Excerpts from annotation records
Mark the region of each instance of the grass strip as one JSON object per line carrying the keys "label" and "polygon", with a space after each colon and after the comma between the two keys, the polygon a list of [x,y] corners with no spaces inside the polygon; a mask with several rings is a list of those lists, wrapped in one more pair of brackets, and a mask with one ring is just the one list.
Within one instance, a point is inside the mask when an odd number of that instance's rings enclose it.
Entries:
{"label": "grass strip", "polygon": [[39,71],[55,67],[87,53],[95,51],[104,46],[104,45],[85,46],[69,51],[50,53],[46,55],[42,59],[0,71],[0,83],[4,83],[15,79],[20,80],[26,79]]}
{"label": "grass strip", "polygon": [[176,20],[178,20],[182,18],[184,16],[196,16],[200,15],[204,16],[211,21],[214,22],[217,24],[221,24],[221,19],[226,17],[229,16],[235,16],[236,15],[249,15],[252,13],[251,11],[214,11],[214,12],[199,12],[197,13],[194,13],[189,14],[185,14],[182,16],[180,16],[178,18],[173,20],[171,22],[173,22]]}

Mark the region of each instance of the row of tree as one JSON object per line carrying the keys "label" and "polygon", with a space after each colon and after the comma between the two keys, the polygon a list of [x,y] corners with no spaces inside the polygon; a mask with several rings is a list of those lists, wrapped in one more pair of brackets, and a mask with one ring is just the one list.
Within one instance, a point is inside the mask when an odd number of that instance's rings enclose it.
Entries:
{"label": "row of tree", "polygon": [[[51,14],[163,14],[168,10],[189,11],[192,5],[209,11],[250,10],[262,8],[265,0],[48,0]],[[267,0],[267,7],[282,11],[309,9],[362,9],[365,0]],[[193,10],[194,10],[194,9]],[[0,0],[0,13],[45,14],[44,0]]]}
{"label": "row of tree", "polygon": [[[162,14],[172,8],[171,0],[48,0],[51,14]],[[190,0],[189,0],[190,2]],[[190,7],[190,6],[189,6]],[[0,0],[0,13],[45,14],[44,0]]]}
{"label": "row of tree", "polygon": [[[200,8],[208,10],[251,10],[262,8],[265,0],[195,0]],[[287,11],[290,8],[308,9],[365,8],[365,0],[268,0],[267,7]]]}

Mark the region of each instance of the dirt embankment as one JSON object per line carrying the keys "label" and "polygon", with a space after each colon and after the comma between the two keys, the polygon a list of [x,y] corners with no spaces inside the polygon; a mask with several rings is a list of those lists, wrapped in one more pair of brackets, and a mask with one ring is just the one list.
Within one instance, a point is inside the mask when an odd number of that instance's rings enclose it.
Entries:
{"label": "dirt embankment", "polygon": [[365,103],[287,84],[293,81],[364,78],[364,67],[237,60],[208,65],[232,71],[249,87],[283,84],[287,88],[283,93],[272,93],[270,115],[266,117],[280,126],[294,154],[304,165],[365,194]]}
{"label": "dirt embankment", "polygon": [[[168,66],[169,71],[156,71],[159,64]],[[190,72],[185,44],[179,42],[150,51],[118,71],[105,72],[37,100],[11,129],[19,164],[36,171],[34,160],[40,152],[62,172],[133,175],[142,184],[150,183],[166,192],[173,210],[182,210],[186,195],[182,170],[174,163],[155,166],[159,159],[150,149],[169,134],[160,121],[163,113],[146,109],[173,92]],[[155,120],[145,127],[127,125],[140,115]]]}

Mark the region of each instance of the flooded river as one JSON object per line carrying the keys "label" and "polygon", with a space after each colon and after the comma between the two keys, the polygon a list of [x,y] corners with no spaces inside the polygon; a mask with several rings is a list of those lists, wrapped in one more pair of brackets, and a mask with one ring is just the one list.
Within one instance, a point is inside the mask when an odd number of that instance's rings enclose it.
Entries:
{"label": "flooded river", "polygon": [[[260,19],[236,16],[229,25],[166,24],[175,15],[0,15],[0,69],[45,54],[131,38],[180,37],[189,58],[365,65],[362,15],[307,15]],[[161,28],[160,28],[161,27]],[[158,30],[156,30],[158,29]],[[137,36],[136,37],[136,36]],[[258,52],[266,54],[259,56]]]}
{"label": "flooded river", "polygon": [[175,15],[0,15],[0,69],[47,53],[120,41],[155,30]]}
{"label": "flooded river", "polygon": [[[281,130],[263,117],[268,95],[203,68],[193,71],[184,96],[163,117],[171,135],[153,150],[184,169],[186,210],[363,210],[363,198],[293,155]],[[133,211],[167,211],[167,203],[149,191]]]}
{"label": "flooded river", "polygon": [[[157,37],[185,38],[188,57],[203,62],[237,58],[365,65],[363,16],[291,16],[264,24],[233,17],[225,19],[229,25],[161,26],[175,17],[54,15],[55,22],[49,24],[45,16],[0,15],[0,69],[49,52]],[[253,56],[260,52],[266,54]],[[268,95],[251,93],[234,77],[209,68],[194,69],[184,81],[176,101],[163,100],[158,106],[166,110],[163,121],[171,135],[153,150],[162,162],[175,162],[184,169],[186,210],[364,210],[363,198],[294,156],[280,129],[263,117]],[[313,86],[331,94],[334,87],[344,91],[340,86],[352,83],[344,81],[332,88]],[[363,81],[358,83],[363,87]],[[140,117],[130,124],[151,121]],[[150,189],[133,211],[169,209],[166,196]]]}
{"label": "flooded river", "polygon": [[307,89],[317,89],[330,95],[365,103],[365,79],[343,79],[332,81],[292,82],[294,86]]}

> DESCRIPTION OF THE TASK
Count the lines of the records above that contain the string "corners". Give only the number.

> OUTPUT
4